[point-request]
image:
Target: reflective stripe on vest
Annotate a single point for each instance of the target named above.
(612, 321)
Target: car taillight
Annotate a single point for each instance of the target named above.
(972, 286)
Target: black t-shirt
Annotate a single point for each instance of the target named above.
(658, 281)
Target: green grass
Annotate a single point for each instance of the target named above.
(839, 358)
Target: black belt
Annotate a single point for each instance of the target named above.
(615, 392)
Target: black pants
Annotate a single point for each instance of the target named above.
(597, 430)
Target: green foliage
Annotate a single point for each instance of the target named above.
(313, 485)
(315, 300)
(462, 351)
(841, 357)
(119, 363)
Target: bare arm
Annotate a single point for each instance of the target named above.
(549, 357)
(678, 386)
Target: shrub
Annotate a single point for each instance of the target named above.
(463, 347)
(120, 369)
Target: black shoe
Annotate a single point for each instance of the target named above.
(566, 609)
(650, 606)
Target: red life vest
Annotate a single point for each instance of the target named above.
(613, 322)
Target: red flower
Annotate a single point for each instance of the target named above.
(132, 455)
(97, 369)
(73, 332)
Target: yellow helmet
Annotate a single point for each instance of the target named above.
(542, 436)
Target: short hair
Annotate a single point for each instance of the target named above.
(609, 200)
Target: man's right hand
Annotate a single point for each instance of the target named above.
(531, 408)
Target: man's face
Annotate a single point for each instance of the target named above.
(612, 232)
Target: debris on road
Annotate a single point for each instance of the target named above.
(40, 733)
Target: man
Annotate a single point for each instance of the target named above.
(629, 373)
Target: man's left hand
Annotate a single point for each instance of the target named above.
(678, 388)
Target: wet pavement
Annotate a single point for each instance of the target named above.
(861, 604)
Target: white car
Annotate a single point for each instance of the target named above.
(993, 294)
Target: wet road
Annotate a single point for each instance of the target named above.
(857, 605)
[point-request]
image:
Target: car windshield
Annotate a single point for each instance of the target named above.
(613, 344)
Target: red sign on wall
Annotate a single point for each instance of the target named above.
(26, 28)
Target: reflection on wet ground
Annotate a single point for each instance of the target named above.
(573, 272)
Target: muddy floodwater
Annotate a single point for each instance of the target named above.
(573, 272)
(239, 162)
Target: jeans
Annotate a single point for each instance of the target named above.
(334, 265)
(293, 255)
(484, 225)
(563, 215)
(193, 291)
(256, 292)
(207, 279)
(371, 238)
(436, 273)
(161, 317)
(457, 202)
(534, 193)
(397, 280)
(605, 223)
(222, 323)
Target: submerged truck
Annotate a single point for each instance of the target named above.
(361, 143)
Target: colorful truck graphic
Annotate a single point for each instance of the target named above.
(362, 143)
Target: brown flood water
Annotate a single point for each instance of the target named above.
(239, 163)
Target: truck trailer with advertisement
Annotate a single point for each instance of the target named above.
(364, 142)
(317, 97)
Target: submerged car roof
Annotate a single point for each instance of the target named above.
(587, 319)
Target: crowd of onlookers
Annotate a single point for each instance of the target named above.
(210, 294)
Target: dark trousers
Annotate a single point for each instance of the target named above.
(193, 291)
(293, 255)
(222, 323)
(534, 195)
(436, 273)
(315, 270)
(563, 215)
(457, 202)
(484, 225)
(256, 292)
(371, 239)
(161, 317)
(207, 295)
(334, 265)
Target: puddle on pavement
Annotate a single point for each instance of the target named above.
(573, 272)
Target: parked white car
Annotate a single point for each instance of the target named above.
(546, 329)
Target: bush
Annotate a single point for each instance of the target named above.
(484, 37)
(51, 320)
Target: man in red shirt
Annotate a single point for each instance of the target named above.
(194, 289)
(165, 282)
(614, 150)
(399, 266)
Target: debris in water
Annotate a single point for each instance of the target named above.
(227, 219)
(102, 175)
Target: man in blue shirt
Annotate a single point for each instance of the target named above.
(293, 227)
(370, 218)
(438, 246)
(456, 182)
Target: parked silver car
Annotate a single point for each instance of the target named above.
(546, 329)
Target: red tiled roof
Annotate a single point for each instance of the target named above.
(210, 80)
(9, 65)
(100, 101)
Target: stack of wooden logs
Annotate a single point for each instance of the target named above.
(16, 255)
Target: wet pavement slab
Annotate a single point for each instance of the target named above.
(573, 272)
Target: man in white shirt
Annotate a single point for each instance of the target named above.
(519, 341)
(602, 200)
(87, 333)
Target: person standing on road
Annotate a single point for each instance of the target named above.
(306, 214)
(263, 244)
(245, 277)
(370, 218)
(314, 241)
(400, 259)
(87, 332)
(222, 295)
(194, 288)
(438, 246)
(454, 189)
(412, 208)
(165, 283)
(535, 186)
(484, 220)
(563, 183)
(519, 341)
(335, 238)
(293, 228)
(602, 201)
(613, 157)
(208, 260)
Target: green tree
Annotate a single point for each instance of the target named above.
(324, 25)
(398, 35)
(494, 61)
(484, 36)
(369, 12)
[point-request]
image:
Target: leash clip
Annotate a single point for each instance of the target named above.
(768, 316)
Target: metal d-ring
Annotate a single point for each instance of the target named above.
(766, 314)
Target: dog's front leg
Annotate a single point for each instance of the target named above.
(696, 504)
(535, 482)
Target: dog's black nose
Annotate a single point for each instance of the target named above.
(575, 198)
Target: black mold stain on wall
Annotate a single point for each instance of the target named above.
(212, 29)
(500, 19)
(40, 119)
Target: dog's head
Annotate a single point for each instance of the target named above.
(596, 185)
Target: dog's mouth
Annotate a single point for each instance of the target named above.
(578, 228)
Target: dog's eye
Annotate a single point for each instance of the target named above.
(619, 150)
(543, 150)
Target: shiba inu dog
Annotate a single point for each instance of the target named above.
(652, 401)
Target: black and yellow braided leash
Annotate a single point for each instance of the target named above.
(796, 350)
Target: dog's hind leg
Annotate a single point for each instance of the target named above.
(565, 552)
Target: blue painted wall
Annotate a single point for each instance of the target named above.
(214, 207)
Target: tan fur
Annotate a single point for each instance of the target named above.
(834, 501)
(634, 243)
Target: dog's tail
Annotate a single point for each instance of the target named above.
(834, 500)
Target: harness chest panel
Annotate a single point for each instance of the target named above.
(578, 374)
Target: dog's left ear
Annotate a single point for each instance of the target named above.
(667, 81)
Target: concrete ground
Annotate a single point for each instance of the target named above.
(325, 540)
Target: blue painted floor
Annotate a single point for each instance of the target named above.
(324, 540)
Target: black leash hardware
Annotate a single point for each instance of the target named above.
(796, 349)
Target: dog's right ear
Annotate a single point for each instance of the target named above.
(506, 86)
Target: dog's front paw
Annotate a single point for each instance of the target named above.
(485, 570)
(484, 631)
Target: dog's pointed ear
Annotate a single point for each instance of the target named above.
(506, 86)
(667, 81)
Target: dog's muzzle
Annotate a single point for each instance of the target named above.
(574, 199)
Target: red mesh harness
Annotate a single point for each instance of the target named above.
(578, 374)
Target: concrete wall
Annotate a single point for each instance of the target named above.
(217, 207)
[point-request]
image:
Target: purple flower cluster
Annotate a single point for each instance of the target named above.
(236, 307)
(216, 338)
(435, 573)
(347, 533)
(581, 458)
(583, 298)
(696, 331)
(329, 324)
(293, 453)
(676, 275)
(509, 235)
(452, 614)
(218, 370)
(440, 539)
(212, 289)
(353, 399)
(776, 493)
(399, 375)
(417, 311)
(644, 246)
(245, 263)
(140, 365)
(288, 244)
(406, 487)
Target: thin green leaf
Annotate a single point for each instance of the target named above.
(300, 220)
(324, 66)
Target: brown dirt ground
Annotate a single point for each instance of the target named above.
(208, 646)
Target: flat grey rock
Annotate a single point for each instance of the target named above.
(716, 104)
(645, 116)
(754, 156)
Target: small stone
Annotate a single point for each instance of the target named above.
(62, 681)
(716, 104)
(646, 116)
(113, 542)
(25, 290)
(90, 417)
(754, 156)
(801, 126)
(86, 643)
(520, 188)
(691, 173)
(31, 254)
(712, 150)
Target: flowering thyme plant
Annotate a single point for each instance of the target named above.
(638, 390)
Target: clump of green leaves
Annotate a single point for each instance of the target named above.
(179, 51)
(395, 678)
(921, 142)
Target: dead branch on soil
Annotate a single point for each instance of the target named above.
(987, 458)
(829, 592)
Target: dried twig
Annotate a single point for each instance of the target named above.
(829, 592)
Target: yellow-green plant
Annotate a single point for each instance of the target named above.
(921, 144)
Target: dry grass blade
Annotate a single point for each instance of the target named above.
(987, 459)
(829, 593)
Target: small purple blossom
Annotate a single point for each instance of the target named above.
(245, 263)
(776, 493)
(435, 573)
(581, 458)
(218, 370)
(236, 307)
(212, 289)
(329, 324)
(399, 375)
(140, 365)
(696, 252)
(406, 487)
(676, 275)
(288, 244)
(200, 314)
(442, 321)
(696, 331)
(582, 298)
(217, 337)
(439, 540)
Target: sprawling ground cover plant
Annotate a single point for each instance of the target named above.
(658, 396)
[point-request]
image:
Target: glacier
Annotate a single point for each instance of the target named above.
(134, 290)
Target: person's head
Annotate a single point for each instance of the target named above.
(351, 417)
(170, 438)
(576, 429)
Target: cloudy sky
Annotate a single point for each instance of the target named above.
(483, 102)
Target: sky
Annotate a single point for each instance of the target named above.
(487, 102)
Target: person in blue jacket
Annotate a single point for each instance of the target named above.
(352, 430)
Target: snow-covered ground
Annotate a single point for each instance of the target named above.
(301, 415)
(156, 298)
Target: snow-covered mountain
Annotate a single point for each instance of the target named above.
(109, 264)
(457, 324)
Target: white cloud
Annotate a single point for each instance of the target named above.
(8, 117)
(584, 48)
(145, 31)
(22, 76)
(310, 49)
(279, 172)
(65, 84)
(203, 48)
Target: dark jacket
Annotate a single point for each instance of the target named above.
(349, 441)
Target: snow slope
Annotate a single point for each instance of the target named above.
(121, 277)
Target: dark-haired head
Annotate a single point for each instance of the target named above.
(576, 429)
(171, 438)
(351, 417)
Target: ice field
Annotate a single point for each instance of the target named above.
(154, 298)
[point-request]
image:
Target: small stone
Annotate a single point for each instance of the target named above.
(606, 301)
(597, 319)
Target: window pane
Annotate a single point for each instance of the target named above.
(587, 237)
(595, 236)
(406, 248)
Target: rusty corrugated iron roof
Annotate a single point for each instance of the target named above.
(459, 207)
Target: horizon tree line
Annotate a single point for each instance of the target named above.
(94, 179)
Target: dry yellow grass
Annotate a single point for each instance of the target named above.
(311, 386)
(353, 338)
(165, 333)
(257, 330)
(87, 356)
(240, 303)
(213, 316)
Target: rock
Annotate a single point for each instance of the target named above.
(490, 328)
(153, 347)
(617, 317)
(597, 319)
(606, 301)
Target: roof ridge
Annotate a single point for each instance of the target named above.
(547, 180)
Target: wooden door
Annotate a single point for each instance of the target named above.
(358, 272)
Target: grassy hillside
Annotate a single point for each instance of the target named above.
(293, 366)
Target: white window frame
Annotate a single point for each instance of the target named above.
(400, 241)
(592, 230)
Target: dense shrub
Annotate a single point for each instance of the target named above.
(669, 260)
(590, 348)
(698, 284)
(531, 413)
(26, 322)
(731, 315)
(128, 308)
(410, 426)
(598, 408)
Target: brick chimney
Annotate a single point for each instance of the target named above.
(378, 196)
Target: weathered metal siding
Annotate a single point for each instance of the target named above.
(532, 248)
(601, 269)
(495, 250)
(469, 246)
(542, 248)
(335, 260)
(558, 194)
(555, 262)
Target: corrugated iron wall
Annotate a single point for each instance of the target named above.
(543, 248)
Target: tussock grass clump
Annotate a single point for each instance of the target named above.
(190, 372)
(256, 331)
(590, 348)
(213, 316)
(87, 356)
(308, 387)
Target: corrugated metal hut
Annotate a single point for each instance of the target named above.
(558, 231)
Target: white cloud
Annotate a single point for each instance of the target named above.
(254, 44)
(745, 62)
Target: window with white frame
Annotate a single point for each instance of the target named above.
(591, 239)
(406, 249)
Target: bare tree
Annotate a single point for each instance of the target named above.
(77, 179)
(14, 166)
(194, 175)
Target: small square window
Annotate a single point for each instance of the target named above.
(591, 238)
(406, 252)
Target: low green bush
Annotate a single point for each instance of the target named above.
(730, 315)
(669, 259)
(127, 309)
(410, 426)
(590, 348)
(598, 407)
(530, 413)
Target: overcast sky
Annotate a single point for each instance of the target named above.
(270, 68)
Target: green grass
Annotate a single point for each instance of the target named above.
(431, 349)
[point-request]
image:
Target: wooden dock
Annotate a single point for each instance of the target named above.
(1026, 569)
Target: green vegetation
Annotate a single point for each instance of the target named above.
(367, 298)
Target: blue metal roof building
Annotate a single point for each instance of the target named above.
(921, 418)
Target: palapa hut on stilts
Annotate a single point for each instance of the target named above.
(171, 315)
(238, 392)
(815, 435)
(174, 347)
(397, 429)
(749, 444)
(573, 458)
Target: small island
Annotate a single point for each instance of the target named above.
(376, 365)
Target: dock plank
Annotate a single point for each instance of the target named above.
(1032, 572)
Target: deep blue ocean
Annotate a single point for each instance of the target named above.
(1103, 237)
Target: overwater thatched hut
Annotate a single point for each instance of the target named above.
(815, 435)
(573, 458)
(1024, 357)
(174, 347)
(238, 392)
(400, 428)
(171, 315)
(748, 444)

▸ **What is expected**:
Please quote nothing but the lines from the line with "Target: corrugated metal hut" through the end of the data above, exactly as written, ends included.

▸ **Problem solution**:
Target: corrugated metal hut
Annotate a single point for each instance of the target named above.
(558, 231)
Target: white cloud
Annotate a single point for each instance of the target named above.
(254, 44)
(745, 62)
Target: window with white frame
Annotate a single point for each instance of the target named above.
(591, 239)
(406, 249)
Target: bare tree
Annotate a single point for each instance of the target named above.
(77, 179)
(14, 166)
(194, 175)
Target: small square window
Annotate a single point for each instance of the target named above.
(591, 238)
(406, 252)
Target: low green bush
Annotate a single point for each instance of the target named above.
(730, 315)
(669, 259)
(127, 309)
(410, 426)
(590, 348)
(598, 407)
(530, 413)
Target: overcast sky
Annotate a single point for each instance of the target named above.
(270, 68)
Target: green grass
Annotate a single point for each instance of the target named above.
(431, 349)
[point-request]
image:
Target: wooden dock
Annotate a single point for each instance of the target named above.
(1026, 569)
Target: green vegetation
Annotate a single point for each instance of the target named above.
(367, 298)
Target: blue metal roof building
Annotate a single point for each instance of the target named above.
(921, 418)
Target: palapa hut on stilts
Annotate a single point for each instance of the target named above.
(171, 315)
(238, 392)
(815, 435)
(174, 347)
(397, 429)
(749, 444)
(573, 458)
Target: small island
Annotate a single point for each instance of the target named above.
(376, 365)
Target: dock plank
Annotate a single point for each instance of the target named above.
(1032, 572)
Target: deep blue ocean
Annotate a single point for each instance of the target named above.
(1103, 237)
Target: overwater thatched hut
Annotate a single point for each instance of the target named above.
(815, 435)
(573, 458)
(1024, 357)
(174, 347)
(238, 392)
(400, 428)
(171, 315)
(748, 444)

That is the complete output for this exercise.